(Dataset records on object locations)
◆ ◆ ◆ ◆ ◆ ◆ ◆
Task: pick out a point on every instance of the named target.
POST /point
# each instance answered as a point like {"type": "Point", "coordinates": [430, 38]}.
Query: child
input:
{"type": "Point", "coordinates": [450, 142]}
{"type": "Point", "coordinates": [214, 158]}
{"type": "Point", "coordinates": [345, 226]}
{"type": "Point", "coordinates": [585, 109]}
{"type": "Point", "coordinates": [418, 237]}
◆ ◆ ◆ ◆ ◆ ◆ ◆
## Task goal
Please output all of the material above as a numbered list, leaving out blank lines.

## Answer to this problem
1. Task: pick out a point on every instance of the named target.
2. POST /point
3. # each instance answered as a point like {"type": "Point", "coordinates": [430, 38]}.
4. Query: child
5. input:
6. {"type": "Point", "coordinates": [450, 142]}
7. {"type": "Point", "coordinates": [214, 158]}
8. {"type": "Point", "coordinates": [345, 226]}
9. {"type": "Point", "coordinates": [585, 109]}
10. {"type": "Point", "coordinates": [418, 237]}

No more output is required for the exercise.